=== Begin Enclosure ===

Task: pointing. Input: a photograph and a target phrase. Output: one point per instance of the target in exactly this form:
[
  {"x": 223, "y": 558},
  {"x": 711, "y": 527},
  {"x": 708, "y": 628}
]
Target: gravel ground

=== End Enclosure ===

Each record above has to be set down again, exactly and completely.

Task: pointing. Input: a photograph and a target phrase. Output: one point per instance of the target in exactly this form:
[
  {"x": 223, "y": 558},
  {"x": 711, "y": 527},
  {"x": 708, "y": 628}
]
Target: gravel ground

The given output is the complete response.